Cottbus (h.) Es war ein sonniger, frühlingsmilder Donnerstag, jener 15. Februar 1945. 435 Bomber B-17 steuerten Cottbus von Süden her an, warfen 1 064,5 Tonnen todbringende Last auf die Stadt. Geschätzt 1 000 Tote, 2 500 Verletzte, 3 600 zerstörte Wohnungen, 145 kaputte Betriebe waren die Folge. Der Bahnhof und das Krankenhaus erlitten schwere Schäden; hier starben die meisten Opfer, darunter viele Flüchtlinge.
Joachim Rohde, in Fußballerkreisen heute weithin bekannt, erinnert sich genau an den Tag. „Wir wohnten in der Thiemstraße 131, Wohnzimmer- und Kinderzimmerfenster zur Straße. Auf dem Herd köchelten die Erbsen, es ging auf 12 Uhr zu. Aus unserem Blaupunkt-Radio hörten wir, es sei mit einem Angriff auf Cottbus zu rechnen. Mutter lief nach unten, um den Leuten zu sagen, dass sie in den Keller müssten. Ich ging ans Fenster, sah wie gegenüber viele Menschen zu den drei Eingängen des Luftschutzbunkers rannten. Den kannte ich. Vater war mit mir mal in der Grube, als der gebaut wurde.“ Da war Familie Rohde gerade aus Berlin nach Cottbus gezogen. Der kleine Achim wurde 1944 in der Martin-Luther-Schule eingeschult. Vater musste an die Front und kam nie wieder.
„Ich hörte ein Dröhnen, dann wurde ich vom Fenster weg nach hinten in den Raum geschleudert. Ich rappelte mich auf und das Gleiche wiederholte sich. Inzwischen kam Mutter und holte mich nach unten. Im Treppenhaus lagen die Fensterrahmen und Scherben auf den Stufen. Der Keller war voller Menschen. Von Haus Nr. 130 kamen neue hinzu, wir kletterten weiter in Nachbarkeller. Die Zwischenwände bestanden nur aus losen Steinen. So kamen wir auch irgendwie wieder nach oben. Ich sah unsere Lutherkirche brennen, auch die zerstörten Häuser gegenüber, nur das Eckhaus links der Lutherstraße stand, da war der Lebensmittelladen Kasche drin, später Offermann. Unser Nachbarhaus Nr. 130 war durch einen Volltreffer zerstört, da stand nur noch das Hinterhaus.“
Die Bilder haben sich detailreich eingeprägt. „Wir hasteten zwischen all dem Feuer, Rauch und Schreien nach oben in die Wohnung, um das Nötigste zu retten. Überall fehlte der Putz an den Wänden, der Erbsentopf war voller Dreck.“
Die Mutter ging mit ihren beiden Jungen nach Klein Gaglow zur Oma. Noch heute bewegt Joachim Rohde die Frage, was aus den Menschen im Bunker unter der Grünanlage wurde. „Ich konnte das nicht verfolgen, Wir waren ja nicht mehr hier. Ich kann mir nicht vorstellen, dass da jemand überlebt hat.“ Aber Pfarrer Rohde hat später einmal erklärt, man hat die Menschen retten können. Joachim Rohde wohnte noch bis 1962 in der Wohnung, in der er den Luftangriff überlebte. 1952 gehörte er zu den ersten Konfirmanden in der wiedererbauten Lutherkirche.

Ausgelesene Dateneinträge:
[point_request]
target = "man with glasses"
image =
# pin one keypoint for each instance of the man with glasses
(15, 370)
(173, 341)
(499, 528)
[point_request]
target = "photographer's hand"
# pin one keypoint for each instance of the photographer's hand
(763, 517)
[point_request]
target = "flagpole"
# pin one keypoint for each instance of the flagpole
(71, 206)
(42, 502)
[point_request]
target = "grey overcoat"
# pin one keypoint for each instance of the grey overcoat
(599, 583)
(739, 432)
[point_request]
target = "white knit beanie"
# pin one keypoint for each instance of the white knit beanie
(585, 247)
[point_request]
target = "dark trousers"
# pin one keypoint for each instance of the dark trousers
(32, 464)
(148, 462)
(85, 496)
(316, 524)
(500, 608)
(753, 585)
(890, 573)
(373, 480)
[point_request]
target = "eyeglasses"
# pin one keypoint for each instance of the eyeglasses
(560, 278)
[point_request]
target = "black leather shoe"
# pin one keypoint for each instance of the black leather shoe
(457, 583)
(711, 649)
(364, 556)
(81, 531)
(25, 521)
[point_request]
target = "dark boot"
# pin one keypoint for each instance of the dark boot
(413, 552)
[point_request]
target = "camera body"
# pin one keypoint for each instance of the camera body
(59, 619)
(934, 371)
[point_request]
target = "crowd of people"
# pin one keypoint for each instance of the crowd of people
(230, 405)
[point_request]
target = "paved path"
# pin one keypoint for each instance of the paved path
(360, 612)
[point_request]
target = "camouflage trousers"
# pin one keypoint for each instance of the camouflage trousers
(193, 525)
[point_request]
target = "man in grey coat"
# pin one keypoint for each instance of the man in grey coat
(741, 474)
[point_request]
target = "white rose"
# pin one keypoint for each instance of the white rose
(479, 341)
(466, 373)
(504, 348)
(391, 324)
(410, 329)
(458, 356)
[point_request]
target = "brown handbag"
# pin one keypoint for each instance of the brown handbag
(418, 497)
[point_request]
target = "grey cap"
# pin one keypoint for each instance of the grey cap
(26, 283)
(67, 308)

(Deine Aufgabe): In welcher Straße und Hausnummer wohnte Familie Rohde laut dem Text über den Luftangriff auf Cottbus?

(Erwartete Antwort): In der Thiemstraße 131.